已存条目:
***
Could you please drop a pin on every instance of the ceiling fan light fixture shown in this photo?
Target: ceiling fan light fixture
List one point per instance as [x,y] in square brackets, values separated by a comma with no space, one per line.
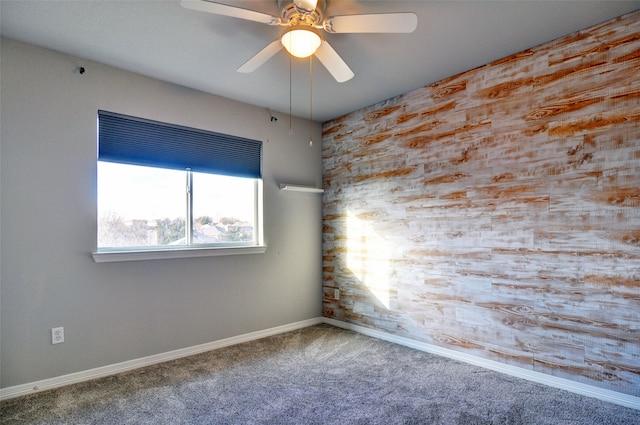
[301,42]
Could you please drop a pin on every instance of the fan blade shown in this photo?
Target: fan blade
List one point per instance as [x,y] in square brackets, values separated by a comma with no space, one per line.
[380,23]
[333,62]
[234,12]
[261,57]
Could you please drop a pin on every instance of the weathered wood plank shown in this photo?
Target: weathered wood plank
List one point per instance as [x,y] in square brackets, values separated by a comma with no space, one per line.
[497,212]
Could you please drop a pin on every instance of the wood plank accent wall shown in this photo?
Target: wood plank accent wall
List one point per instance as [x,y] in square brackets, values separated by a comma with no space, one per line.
[497,212]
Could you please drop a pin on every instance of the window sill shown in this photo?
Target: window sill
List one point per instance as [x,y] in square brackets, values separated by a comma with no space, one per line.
[113,256]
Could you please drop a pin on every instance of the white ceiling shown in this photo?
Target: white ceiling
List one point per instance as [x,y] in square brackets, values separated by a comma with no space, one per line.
[163,40]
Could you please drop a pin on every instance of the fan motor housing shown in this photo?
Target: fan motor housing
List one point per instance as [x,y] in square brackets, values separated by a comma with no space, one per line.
[291,16]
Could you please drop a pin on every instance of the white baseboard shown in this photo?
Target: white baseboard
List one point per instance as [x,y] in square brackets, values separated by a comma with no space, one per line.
[552,381]
[541,378]
[73,378]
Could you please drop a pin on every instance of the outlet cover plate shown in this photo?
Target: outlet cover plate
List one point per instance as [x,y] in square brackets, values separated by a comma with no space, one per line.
[57,335]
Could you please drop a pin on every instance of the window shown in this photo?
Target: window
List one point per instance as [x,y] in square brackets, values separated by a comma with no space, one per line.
[168,191]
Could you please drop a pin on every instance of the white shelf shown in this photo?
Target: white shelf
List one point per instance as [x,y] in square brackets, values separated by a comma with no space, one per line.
[298,188]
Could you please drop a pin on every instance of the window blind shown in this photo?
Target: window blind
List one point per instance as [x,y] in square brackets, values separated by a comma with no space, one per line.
[138,141]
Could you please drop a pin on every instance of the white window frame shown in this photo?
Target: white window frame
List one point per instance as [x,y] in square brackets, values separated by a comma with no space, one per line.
[163,252]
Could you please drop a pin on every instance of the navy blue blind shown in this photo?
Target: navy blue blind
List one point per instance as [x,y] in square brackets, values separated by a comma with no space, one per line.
[138,141]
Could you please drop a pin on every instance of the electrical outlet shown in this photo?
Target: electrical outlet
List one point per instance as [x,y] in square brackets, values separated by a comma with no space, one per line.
[57,335]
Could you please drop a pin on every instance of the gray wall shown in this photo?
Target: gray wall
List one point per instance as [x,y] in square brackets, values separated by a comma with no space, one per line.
[113,312]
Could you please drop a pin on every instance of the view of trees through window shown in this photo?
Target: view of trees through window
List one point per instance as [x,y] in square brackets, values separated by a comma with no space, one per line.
[147,206]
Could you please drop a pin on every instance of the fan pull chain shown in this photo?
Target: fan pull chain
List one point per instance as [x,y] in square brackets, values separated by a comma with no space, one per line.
[290,126]
[311,101]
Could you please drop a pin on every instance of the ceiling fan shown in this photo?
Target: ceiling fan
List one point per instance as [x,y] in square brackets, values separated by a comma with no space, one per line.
[304,20]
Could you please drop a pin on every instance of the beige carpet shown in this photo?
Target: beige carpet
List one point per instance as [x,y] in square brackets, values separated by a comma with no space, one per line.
[317,375]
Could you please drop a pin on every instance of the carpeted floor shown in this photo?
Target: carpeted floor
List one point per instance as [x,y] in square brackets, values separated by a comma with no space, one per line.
[316,375]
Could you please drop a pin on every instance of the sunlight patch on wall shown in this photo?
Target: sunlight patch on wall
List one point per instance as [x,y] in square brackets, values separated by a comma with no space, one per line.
[368,257]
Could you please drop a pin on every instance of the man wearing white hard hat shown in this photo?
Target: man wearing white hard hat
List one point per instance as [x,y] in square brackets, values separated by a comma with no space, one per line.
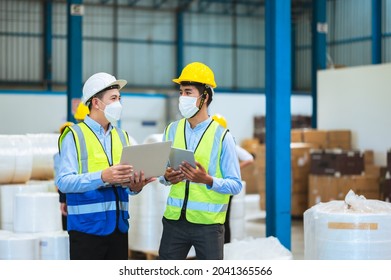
[97,187]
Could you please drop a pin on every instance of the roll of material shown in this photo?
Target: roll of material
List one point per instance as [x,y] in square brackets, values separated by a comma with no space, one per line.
[7,199]
[353,229]
[53,245]
[238,206]
[146,211]
[44,146]
[19,247]
[37,212]
[16,159]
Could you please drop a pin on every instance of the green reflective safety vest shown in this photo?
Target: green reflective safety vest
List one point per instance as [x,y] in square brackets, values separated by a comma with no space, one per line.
[102,210]
[201,205]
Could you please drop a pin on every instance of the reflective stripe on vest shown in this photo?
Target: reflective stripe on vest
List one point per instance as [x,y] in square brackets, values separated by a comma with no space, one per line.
[204,206]
[95,212]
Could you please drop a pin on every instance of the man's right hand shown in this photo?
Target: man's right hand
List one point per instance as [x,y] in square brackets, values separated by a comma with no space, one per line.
[173,176]
[117,174]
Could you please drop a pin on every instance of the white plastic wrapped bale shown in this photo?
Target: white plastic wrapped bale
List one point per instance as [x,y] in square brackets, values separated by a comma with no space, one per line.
[237,218]
[16,159]
[268,248]
[354,229]
[37,212]
[7,201]
[19,247]
[146,211]
[44,146]
[53,245]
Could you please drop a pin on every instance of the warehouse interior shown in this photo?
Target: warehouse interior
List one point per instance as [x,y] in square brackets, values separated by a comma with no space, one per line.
[319,68]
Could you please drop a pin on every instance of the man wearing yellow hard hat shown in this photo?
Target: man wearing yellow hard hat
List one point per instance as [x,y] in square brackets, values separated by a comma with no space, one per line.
[198,200]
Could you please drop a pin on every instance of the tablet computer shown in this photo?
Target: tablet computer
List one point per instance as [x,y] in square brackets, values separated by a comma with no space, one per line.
[177,156]
[150,158]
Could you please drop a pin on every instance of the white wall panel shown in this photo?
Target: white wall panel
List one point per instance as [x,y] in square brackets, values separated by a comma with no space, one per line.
***
▶ 练习题目
把上面记录中从含有“bale shown in this photo?”的那一行开始、一直到记录结尾的这部分内容排成编号列表，首尾两行都算在内，空行不要列入。

▶ 参考答案
1. Could you please drop a pin on every instance of the white plastic wrapped bale shown in this photo?
2. Target: white plastic wrapped bale
3. List one point per instance as [x,y] in square brackets, values separated by a comma with no space, one per line.
4. [237,218]
5. [16,159]
6. [268,248]
7. [354,229]
8. [37,212]
9. [7,201]
10. [19,247]
11. [146,211]
12. [44,146]
13. [53,245]
14. Could you please drop a pin on every instance of the warehouse interior shown in this photo?
15. Target: warehouse interior
16. List one point per instance as [x,y] in square brackets, values separated by a comma with no space, one per line.
17. [319,68]
18. Could you please drop a pin on every instance of the man wearing yellow hard hat shown in this photo?
19. Target: man wearing yellow hard hat
20. List one point per instance as [x,y] in square brackets, values separated by a comma with no space, one per line.
21. [198,200]
22. Could you please drop a pin on every instance of the tablet computer shown in this photo?
23. Target: tablet computer
24. List one point per instance as [x,y] in square brackets, values separated by a comma with no space, one per line.
25. [177,156]
26. [150,158]
27. Could you please drop a pin on every instance of the white wall panel shown in this photo?
28. Target: white wall panel
29. List one point per instance as [x,y] in square brackets, values separated by a comma with no space, one per line.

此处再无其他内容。